__Passage retenu__.
▽

Les membres de la communauté vivent dans des villages proches de Punta Querandí. Une fois par semaine, un groupe qui varie entre une et trois personnes assure l'entretien et la protection du lieu pour le surveiller, tandis que le dimanche, ils se réunissent tous pour partager le travail. Ainsi, ils développent un potager agro-écologique, soignent et nourrissent les poules qui courent dans le lieu, transportent l'eau qui vient de la municipalité, coupent l'herbe et enlèvent les mauvaises herbes, tout en continuant à construire des espaces sociaux au service de leur population. Actuellement, sur le territoire, on trouve deux salles, une cuisine, le musée autonome de gestion indigène, une pépinière, un potager, la maloka ou maison ancestrale de la communauté, l'Opy et l'Apacheta, un terrain pour les poulets et un atelier en construction.
À Punta Querandí, ils ont construit leurs propres espaces cérémoniels en accord avec les cultures qui l'habitent. D'un côté se trouve l'Apacheta, un autel de tradition andine fait de pierres qui forment une tour comme offrande à la Pachamama ou aux divinités du lieu, et de l'autre, l'Opy, qui est le lieu sacré de la culture guarani, fait de boue et de paille. Des cérémonies y sont organisées à différentes périodes de l'année, comme l'Inti Raymi (juin), les offrandes à la Pachamama (août), Ara Pyhau (septembre), Aya Markay Quilla (novembre) et Nemomgarai (janvier). Dans l'Opy, les célébrations ont lieu en septembre, avec le début de la saison des semailles, et en janvier, lorsque les cultures sont récoltées. Ils célèbrent par un repas partagé et organisent également des cérémonies de mariage pour les membres de la communauté et le baptême des enfants âgés de 5 à 6 ans en fonction de leur caractère : "S'ils ont un caractère fort, nous disons qu'ils ont l'âme d'un jaguar ; s'ils sont gentils, ils ont l'âme d'un colibri ou d'un papillon ; et s'ils sont agités, ennuyeux, ils ont l'âme d'un singe", explique Reinaldo. Il dit aussi que l'Opy "ne s'ouvre que lorsque la cérémonie est terminée ou lorsqu'on est très mal et qu'on veut se connecter à notre Créateur". En 2017, ils ont réussi à terminer sa construction, après avoir subi deux attaques précédentes qui l'ont détruit à chaque fois. Bien que la communauté désigne Eidico comme l'auteur des faits, cette responsabilité n'a pas fait l'objet d'une enquête jusqu'à présent.
"Notre culture est très différente de la culture imposée", dit Reinaldo. Depuis le sol, avec des muscles dépourvus de tension et un regard vers un lieu indéfini qui se pose parfois sur les yeux de ceux qui l'observent attentivement, il poursuit : "C'est le respect, ce n'est pas détruire ; pas tuer pour tuer, pas couper pour couper. Parler à l'arbre, lui dire merci. Tout ce qui existe a une fonction. L'arbre donne de l'ombre, de l'oxygène, des fruits, il soutient la terre. Mais il y a la culture de la mort. Il y a la culture qui avance dans le domaine technologique et nous, qui avançons dans la partie la moins visible : la défense de la nature.

△

Pouvez-vous recopier le passage sur Punta Querandí à partir des mots « Les membres de la communauté vivent », en vous arrêtant après « atelier en construction. » ? Le matériel présenté ensuite provient d'une autre source.

__Extrait de données__.
▽

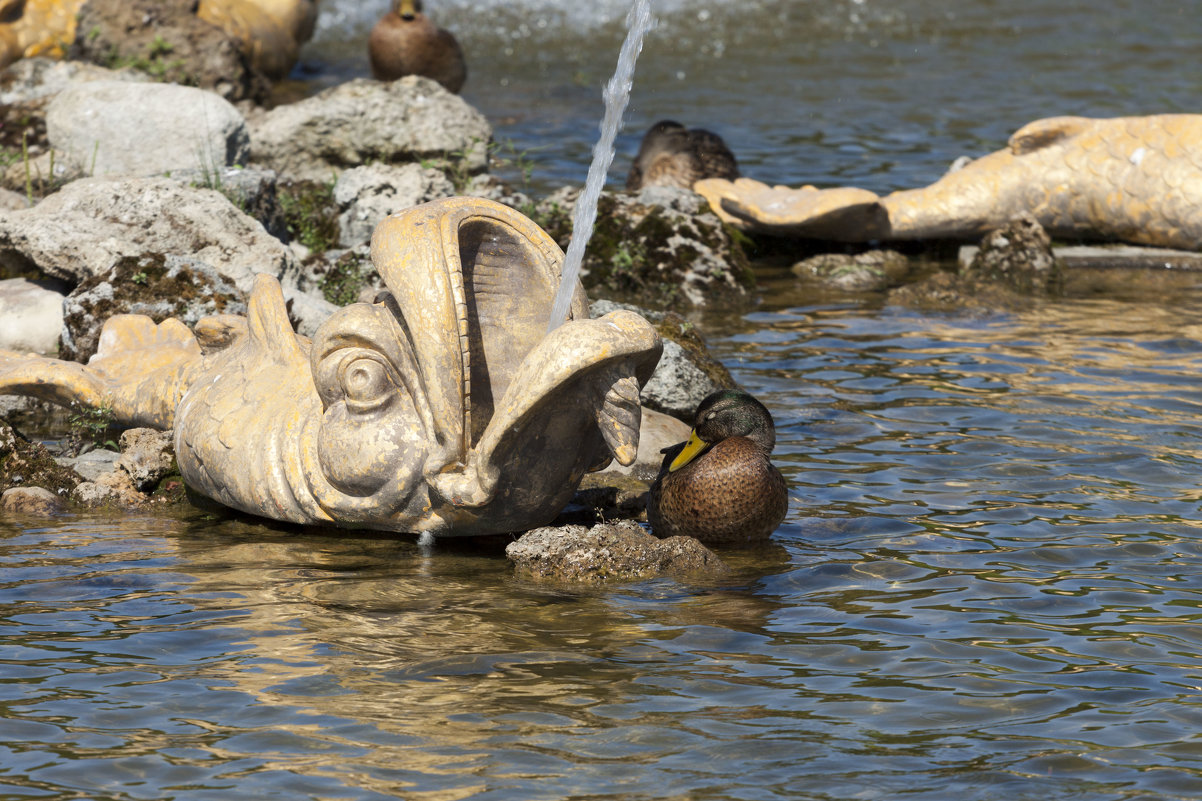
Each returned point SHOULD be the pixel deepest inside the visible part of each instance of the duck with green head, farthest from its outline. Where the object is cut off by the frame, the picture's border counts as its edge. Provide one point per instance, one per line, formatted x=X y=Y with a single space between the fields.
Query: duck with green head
x=720 y=485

△

__Résultat__.
Les membres de la communauté vivent dans des villages proches de Punta Querandí. Une fois par semaine, un groupe qui varie entre une et trois personnes assure l'entretien et la protection du lieu pour le surveiller, tandis que le dimanche, ils se réunissent tous pour partager le travail. Ainsi, ils développent un potager agro-écologique, soignent et nourrissent les poules qui courent dans le lieu, transportent l'eau qui vient de la municipalité, coupent l'herbe et enlèvent les mauvaises herbes, tout en continuant à construire des espaces sociaux au service de leur population. Actuellement, sur le territoire, on trouve deux salles, une cuisine, le musée autonome de gestion indigène, une pépinière, un potager, la maloka ou maison ancestrale de la communauté, l'Opy et l'Apacheta, un terrain pour les poulets et un atelier en construction.